[Stated task a]
Name every place that the passage on Gaza mentions, from its first sentence to its last.

It seems Trump might agree with that estimate. While waxing lyrical about his planned crimes against humanity, Trump said “we’re talking about probably 1.7 million, maybe 1.8 million” people in Gaza who would need to be moved. If only reporters at Trump’s press conferences would ask him if he knows exactly how many people are dead, eh? However, it would seem that much of the US press simply aren’t that interested. Other people have been very open that they want certain types of human beings to exist in Gaza – just not Palestinians. Last March, for example, Jared Kushner salivated about the prospect of building waterfront property in Gaza and said Israel should move Palestinians into the Negev desert while it “cleans up” the strip. Settler activists have also been scouting locations for Jewish settlements in North Gaza.

[Dataset entries]
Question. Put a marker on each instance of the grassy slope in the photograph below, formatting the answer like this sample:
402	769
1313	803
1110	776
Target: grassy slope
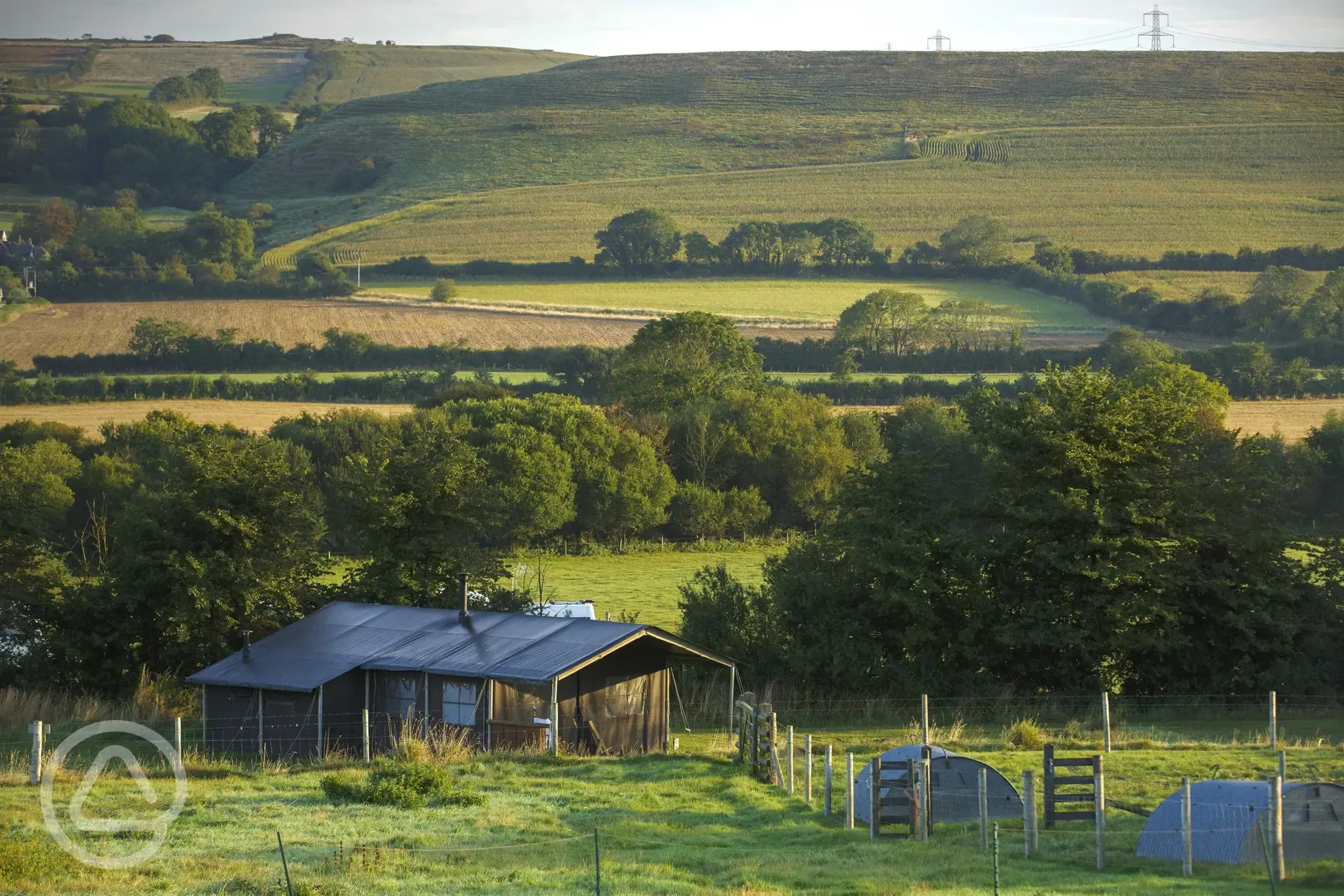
1246	149
371	70
687	823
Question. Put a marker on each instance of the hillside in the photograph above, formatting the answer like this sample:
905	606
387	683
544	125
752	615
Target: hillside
272	70
1191	143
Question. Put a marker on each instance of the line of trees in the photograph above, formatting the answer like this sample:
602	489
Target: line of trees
650	242
135	144
155	547
1098	532
112	253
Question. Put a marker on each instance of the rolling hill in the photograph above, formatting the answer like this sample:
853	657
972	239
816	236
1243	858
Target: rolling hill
1120	151
269	70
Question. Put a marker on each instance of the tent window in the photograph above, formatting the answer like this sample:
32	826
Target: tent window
460	703
398	695
522	703
624	698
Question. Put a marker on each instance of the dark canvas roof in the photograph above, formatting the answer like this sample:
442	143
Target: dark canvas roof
367	635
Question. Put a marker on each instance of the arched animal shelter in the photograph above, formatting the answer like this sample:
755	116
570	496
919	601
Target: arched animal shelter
1228	816
955	793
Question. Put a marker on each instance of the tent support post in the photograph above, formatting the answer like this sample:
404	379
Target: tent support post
556	717
490	709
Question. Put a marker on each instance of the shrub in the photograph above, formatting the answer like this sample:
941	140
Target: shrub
444	291
1025	734
403	785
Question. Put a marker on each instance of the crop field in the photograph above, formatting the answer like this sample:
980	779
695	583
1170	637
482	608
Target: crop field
148	63
105	327
365	70
1291	418
804	136
756	299
257	416
1203	188
683	823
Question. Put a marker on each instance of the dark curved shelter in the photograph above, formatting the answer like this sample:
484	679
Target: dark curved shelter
504	678
955	793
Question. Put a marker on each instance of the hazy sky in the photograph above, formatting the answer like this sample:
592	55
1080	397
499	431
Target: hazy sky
608	27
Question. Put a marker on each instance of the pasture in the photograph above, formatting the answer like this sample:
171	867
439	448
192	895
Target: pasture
818	300
551	156
251	416
682	823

[Stated task b]
Filter the rows above, copying each one that contains the string "canvas".

[Written solution a]
Gaza, the US, Israel, the Negev desert, North Gaza

[Written solution b]
Question. Put a marker on each instance of the dark canvas roof in the photograph above, formatting the answer like this sample:
Target: dark canvas roof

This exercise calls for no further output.